[Stored data]
------

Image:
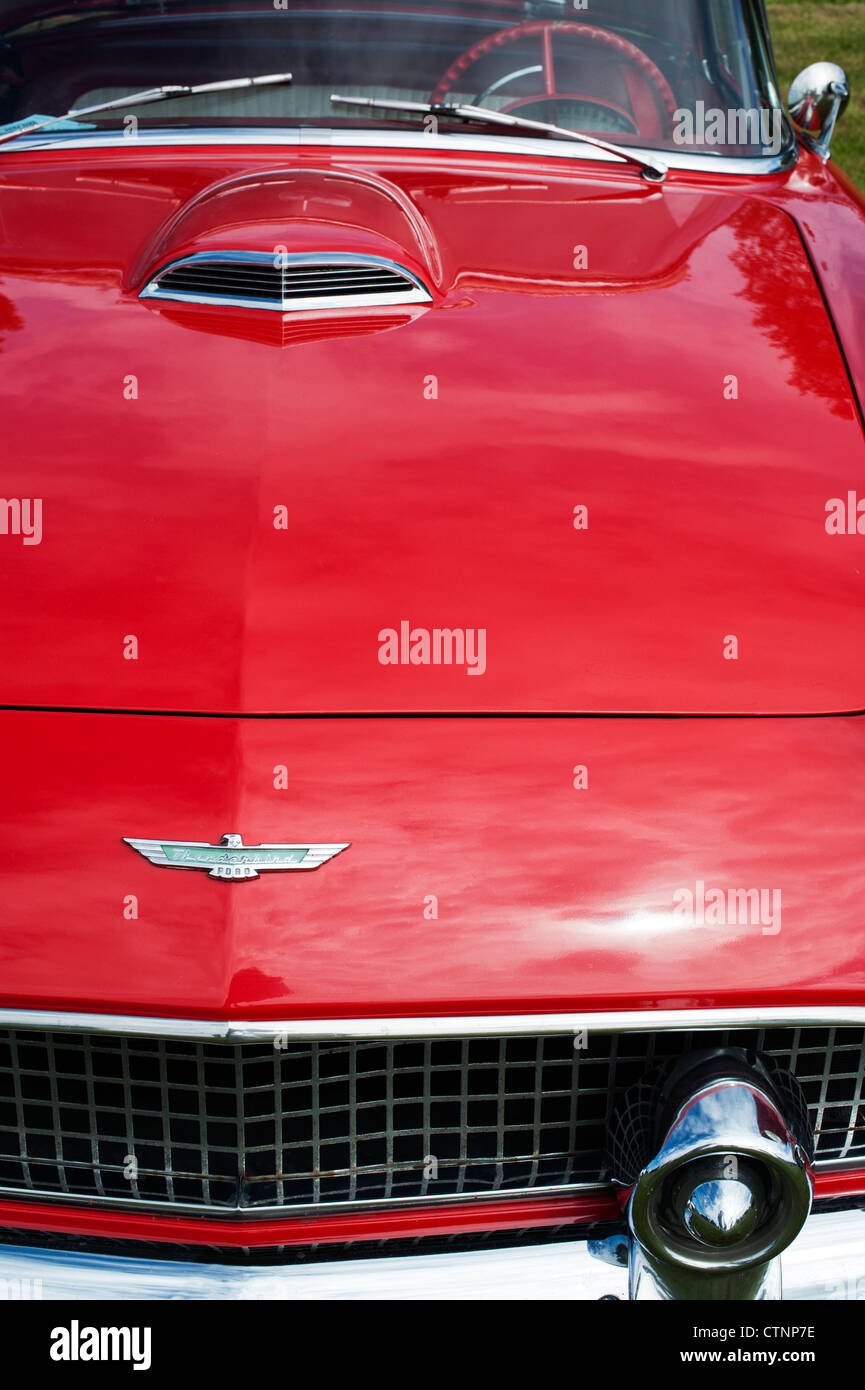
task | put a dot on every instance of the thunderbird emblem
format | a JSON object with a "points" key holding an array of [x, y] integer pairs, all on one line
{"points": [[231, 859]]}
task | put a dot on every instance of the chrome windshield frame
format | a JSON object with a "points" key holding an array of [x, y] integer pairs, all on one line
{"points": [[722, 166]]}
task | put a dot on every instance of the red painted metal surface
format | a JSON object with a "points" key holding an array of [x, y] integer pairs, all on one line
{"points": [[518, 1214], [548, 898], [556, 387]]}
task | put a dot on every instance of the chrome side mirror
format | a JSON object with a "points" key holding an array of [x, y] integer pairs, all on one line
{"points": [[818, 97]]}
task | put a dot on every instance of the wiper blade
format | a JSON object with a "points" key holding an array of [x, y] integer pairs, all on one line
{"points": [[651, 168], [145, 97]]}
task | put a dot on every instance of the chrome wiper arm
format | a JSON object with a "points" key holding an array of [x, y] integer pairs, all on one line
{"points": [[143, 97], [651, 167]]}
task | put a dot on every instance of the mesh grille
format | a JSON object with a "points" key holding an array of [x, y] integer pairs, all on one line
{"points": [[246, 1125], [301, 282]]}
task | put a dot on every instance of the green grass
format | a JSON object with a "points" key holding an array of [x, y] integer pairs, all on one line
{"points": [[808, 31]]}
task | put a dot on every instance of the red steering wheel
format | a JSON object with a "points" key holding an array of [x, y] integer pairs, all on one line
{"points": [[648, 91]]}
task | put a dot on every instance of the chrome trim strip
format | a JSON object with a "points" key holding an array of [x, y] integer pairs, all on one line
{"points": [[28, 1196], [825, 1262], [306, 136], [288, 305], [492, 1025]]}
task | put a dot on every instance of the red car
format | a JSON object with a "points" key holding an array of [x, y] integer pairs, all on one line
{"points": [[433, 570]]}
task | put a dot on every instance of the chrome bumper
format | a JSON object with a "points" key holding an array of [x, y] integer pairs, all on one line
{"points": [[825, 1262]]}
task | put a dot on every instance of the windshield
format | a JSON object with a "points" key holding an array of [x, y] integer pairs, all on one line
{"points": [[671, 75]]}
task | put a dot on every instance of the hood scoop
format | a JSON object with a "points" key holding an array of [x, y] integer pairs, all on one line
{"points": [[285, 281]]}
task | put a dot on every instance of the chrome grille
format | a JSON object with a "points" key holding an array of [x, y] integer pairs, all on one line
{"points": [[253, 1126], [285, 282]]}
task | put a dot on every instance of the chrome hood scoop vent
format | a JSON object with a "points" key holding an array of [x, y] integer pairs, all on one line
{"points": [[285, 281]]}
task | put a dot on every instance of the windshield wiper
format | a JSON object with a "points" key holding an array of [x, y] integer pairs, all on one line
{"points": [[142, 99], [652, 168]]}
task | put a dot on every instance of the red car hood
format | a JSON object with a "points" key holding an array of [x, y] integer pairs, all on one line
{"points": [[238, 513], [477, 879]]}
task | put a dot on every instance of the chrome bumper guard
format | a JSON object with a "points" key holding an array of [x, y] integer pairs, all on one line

------

> WHAT IS NEEDED:
Rewrite all of the records above, changing "put a dot on" to "place a marker on" wherever it occurs and leaving every other part unchanged. Omit the pictures from your answer.

> THE RESULT:
Image:
task | place a marker on every instance of the thunderbird emblem
format | a JSON object with a "points" key holding an array of [x, y] integer pairs, all on one line
{"points": [[231, 859]]}
task | place a marker on every instance of the chrome windshield frame
format | a JSON object with a "points" key holding an array of [x, y] integer pairs, all on one line
{"points": [[722, 166]]}
task | place a marker on every instance of the red painted metal surface
format | a JSON object with a "points" key holding an array of [x, y] integer pairs, all on one line
{"points": [[518, 1214], [548, 898], [556, 387]]}
task | place a marker on every instance of the chrome side mirror
format | a JSON object with a "points" key holding an array of [x, y] integer pairs, all on one line
{"points": [[818, 97]]}
task | place a marker on every instance of the wiper blade
format | a JSON object with a "points" key holding an array of [x, y] integer pairs, all on one line
{"points": [[651, 168], [145, 97]]}
task | place a marker on every instance of the chrome wiper arm
format | a JSON object with a "points" key holding an array of [x, y] integer pairs, all on one line
{"points": [[143, 97], [651, 167]]}
task | place a marker on every instance of the mesh grille
format | a JSON object with a "points" key holding an array of [x, y] integer pairs, all on one line
{"points": [[246, 1125], [301, 282]]}
task | place a marker on every instance of the green grass
format | a JSON object with a "points" key holding an array of [x, y] integer pairs, all on one line
{"points": [[808, 31]]}
task | place a marker on every instance of the red steering wheel
format | a JSON object with a "points" key holding an array of [x, y] integer pairs, all on one line
{"points": [[648, 91]]}
task | place a marker on every instance of the chrome trim strip
format | a JSON object with a "points" key holding an array of [x, y] integer pairs, all on one line
{"points": [[28, 1196], [825, 1262], [306, 136], [288, 305], [492, 1025]]}
task | place a marker on every instance of the red car
format | a JSON object with a "points" key holding an array of [x, y] integer pairs, all on one line
{"points": [[433, 570]]}
task | place a marker on every instance of the chrome bumper
format | a JSON object with a "points" key holding an array of [x, y] integer pairs, all on one line
{"points": [[825, 1262]]}
task | place a marker on every instance of the windshield
format | a JSON object with a "points" key holding an array of [x, y] integer pairs, all on one line
{"points": [[671, 75]]}
task | place a marker on every instance of the hood scoop
format | a JSON object with a "points" key holding an array of [x, y] integer pairs, all on one line
{"points": [[285, 281]]}
task | place a marker on every instance of the chrome grille
format | a JSON object with a "points" key holding an array of [x, y] integer pairs, all on one line
{"points": [[253, 1126], [285, 282]]}
task | place a marker on every instance of the chrome hood scoop vent
format | a JSON object with a "points" key holding an array of [x, y] integer pairs, all on one line
{"points": [[285, 281]]}
task | place a marker on every instance of the windshield wiper
format | a JSON object with a "points" key holding an array of [x, y] integer pairs, all on one line
{"points": [[142, 99], [652, 168]]}
task | place a marker on every instance of the red car hood
format | a JSON object with a "points" key holding an array of [x, y] integer pairs, all on one line
{"points": [[238, 513], [477, 879]]}
task | place a marker on every instance of the chrome bumper guard
format | a JSON object with a "points" key holding an array of [x, y] integer pairs, all on one line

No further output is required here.